# Information shown start

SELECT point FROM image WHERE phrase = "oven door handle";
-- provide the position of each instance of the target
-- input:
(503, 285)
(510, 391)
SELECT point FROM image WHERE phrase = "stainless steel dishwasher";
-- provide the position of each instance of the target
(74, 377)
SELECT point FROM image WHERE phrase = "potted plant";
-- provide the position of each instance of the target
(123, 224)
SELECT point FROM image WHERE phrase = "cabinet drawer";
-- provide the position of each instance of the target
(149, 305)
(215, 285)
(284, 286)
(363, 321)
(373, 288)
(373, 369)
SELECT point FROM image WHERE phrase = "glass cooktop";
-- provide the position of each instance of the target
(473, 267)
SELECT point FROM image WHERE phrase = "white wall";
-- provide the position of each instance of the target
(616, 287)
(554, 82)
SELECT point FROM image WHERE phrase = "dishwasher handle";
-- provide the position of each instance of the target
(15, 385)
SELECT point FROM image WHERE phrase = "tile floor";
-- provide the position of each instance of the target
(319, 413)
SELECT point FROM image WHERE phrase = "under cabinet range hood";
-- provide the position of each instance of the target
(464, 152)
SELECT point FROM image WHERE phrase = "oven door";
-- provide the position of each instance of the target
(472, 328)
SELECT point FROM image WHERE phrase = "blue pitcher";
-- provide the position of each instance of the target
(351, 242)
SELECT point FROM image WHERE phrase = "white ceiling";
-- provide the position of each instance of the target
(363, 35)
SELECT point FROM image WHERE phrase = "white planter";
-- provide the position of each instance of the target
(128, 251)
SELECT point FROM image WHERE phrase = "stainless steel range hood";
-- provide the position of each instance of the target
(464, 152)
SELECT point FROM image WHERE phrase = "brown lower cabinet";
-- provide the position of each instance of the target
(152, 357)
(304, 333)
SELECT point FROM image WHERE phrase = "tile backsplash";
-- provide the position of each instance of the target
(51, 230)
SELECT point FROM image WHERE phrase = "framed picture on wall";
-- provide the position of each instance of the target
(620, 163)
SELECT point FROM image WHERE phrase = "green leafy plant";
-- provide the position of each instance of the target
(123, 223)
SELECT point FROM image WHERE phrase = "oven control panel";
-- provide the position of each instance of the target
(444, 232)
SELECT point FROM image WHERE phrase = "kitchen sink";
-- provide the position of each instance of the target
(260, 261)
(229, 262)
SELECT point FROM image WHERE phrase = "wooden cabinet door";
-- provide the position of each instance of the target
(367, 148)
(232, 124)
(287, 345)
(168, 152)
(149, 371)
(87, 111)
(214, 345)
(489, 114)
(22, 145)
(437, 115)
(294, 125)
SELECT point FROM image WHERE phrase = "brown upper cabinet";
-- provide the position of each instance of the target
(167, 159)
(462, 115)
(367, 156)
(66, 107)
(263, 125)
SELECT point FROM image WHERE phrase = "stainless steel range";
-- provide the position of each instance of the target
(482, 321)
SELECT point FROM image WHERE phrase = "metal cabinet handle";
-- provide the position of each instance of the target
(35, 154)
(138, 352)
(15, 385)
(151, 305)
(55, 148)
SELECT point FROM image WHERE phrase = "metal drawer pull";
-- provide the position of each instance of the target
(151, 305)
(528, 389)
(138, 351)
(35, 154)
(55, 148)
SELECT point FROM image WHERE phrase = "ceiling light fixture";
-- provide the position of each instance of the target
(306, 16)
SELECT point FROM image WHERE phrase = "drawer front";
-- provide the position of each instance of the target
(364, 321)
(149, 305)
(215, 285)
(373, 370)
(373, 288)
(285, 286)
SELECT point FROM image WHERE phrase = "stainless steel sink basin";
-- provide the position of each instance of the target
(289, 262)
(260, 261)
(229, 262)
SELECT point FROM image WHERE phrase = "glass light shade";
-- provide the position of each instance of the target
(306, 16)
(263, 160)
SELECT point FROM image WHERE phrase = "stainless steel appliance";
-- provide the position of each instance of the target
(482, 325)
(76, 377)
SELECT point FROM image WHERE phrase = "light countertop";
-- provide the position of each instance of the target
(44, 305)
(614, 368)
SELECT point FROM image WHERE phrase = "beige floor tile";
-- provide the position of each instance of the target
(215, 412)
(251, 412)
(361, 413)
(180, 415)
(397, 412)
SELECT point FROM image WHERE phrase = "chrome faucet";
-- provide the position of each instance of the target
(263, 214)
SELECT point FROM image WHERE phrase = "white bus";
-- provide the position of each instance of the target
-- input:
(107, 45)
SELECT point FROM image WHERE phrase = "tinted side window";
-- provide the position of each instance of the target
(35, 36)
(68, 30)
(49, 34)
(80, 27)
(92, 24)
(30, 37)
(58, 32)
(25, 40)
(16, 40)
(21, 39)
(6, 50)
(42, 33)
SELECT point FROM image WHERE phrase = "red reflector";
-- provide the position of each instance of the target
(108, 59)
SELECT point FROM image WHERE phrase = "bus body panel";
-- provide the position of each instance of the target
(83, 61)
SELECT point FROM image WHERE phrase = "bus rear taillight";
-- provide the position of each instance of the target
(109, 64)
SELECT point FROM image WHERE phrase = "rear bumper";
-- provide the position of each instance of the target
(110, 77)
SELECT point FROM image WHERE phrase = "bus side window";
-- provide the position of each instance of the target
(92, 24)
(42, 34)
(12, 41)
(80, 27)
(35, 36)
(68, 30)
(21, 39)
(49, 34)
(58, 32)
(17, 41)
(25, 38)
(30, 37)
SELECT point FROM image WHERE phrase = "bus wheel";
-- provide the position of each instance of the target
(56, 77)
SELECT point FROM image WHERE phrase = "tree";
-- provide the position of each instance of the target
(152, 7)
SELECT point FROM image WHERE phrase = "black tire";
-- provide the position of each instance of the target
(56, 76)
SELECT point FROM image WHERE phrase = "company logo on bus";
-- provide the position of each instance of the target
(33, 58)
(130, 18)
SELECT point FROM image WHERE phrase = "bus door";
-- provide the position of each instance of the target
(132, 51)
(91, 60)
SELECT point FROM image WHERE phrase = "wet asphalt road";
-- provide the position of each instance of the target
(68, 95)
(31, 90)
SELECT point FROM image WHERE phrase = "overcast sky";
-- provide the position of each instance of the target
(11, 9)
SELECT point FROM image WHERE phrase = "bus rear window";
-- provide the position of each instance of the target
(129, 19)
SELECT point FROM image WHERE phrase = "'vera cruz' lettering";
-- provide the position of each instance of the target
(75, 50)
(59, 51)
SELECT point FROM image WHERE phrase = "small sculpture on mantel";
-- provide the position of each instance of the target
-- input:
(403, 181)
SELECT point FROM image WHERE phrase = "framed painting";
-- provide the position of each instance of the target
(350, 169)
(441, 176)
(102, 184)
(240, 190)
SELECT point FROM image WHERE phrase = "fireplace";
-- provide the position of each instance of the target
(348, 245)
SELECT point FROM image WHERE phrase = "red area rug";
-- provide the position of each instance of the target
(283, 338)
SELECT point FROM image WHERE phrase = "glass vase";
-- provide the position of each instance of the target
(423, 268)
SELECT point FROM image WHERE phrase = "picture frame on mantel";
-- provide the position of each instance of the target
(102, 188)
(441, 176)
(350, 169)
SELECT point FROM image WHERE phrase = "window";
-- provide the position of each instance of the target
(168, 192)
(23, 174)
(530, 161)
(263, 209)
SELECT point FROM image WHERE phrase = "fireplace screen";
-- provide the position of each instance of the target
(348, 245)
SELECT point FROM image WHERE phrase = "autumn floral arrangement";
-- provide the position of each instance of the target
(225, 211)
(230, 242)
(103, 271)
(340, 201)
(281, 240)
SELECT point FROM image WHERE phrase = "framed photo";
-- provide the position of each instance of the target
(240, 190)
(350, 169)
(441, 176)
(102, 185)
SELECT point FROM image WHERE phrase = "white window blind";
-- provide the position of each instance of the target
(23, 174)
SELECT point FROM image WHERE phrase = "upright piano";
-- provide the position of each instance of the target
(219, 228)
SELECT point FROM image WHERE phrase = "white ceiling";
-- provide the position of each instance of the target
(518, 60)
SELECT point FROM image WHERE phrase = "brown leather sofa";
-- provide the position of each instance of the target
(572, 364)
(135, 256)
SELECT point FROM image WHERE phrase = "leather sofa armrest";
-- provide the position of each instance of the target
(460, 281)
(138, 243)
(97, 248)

# Information shown end

§ **What you are asked to do**
Please identify each line in the material above that contains the word "drawer", and copy those lines.

§ **Worked solution**
SELECT point FROM image WHERE phrase = "cabinet drawer";
SELECT point FROM image WHERE phrase = "metal drawer pull";
SELECT point FROM image WHERE phrase = "drawer front";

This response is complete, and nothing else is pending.